▶ _Texte de l'exercice_:
■ ■ ■ ■ ■ ■ ■

Entendons-nous, cependant. Certes l’Egypte de 2011, sous Moubarak, n’est-elle pas l’Iran de 1979, sous le Shah. Et, comme le stipule l’adage populaire, comparaison n’est pas raison. Mais enfin : la vigilance étant de mise, il n’en reste pas moins, tout amalgame par trop simplificateur se trouvant donc a priori écarté, que le soupçon, pour ne pas dire la crainte, de voir le spectre islamiste s’emparer de bon nombre de nations arabo-musulmanes, à l’occasion de ces diverses révoltes (démocratiques ou non qu’elles soient), s’avère, sinon fondé, du moins permis, et même compréhensible, au regard des principes prônés, depuis la Révolution Française de 1789, par notre civilisation.
 
Car, en ce qui concerne ces historiques événements du Caire, le problème majeur est, par-delà sa complexité, celui-ci : renverser une dictature politique ne constitue pas nécessairement un gage de démocratie, surtout lorsque, pour la remplacer, on instaure un autre type, peut-être pire encore, de totalitarisme… l’intégrisme religieux, précisément, dès lors qu’il équivaut, quant à lui, à une dictature spirituelle, philosophique et idéologique à la fois.

■ ■ ■ ■ ■ ■ ■

▶ _Travail à faire_:
**a)** D'après le texte de l'exercice, depuis quel événement notre civilisation prône-t-elle les principes mentionnés ?
**b)** Recopiez tout le passage du texte de l'exercice, de « Car, en ce qui » jusqu'à « idéologique à la fois. ».
La liste qui suit provient d'une autre source.

▶ _Données fournies_:

■ ■ ■ ■ ■ ■ ■

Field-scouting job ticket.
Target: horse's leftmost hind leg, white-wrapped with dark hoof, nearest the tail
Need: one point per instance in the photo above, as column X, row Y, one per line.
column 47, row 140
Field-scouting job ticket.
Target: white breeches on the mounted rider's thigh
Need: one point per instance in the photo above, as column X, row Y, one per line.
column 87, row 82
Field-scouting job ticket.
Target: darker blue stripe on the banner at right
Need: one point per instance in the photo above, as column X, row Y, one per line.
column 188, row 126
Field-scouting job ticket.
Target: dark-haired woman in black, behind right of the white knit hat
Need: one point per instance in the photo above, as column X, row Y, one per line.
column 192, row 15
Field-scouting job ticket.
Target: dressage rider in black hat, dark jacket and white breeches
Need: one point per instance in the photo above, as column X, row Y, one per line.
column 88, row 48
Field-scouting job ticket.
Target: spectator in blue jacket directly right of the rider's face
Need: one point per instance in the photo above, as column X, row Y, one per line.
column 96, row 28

■ ■ ■ ■ ■ ■ ■

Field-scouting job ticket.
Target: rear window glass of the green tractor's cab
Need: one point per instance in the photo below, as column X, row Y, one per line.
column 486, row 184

■ ■ ■ ■ ■ ■ ■

▶ _Réponses dans l'ordre_:
**a)** Depuis la Révolution Française de 1789.

**b)**
Car, en ce qui concerne ces historiques événements du Caire, le problème majeur est, par-delà sa complexité, celui-ci : renverser une dictature politique ne constitue pas nécessairement un gage de démocratie, surtout lorsque, pour la remplacer, on instaure un autre type, peut-être pire encore, de totalitarisme… l’intégrisme religieux, précisément, dès lors qu’il équivaut, quant à lui, à une dictature spirituelle, philosophique et idéologique à la fois.